* Your tasks
A. Sum up the coaching comparison in two sentences.
B. Transcribe the coaching comparison from "Pastner - changing" up to and including "boards on occasion.".
C. Put this sentence from the coaching comparison into Spanish: "Defensive scheme - Gregory focused on man defense, only used zone as last resort or if in foul trouble."

* Article

(begin)

Recruiting - obvious weakness for CBG was his inability to close deal on high level high school talent. To CBG credit he did outstanding job recruiting the grad xfers - but that is how you fill holes and unfortunately was becoming his go to strategy. CBG did recruit high charater kids - but talent level was not high enough to be in upper half of ACC.
CJP - focus on high level high school kids - that can shoot (don't recruit them if they are not good shooters). Too early to pass judgement - but what we've seen so far are the right things (even if he can't close Walker/Tucker this year). CJP's team this year has overachieved (over achieving teams are more fun to watch than talented teams that don't or barely live up to expecations) - credit to him, staff, and most importanly the players for accepting their roles and playing hard.

Defensive scheme - Gregory focused on man defense, only used zone as last resort or if in foul trouble. Pregame strategy good, as he usually focused on taking one or two players away from the other team (make the rest beat you). Liked to play 2 'big's which helped rebounding, could be liability in extending pressure ... played passive D - make you take tough shot and get the rebound - did not extend or force many turnovers. Never had great on-ball defenders and dribble pentration hurt us. Teams adjusted to what we did and that contrinuted to second half come backs.
Pastner - changing defenses, but really most games just plays one (the match up or man 80 plus percent of the time ... depending on team). Covers up the weaker on-ball defenders with help. More speed on floor (than CBG teams), led to better close out on perimiter ... lack of size and less emphasis on rebounding meant we got killed on boards on occasion.

(end)

* Given data
(begin)

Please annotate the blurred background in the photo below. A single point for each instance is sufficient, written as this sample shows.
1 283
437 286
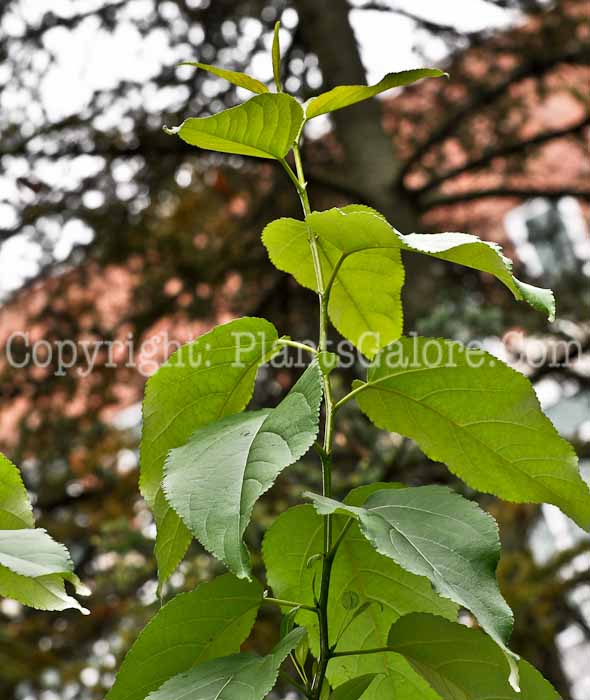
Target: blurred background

(end)

* Responses per task
A. The coaching comparison says CBG recruited grad transfers well and brought in high-character players but could not close deals with high-level high school talent, while CJP targets high-level high school players who can shoot and has a team that has overachieved this year. On defense, Gregory relied mainly on a passive man defense with two big men and forced few turnovers, whereas Pastner mostly plays one defense, covers weaker on-ball defenders with help, and puts more speed on the floor but sometimes gets killed on the boards.

B.
Pastner - changing defenses, but really most games just plays one (the match up or man 80 plus percent of the time ... depending on team). Covers up the weaker on-ball defenders with help. More speed on floor (than CBG teams), led to better close out on perimiter ... lack of size and less emphasis on rebounding meant we got killed on boards on occasion.

C. Esquema defensivo: Gregory se centraba en la defensa individual y solo usaba la zona como último recurso o cuando tenía problemas de faltas.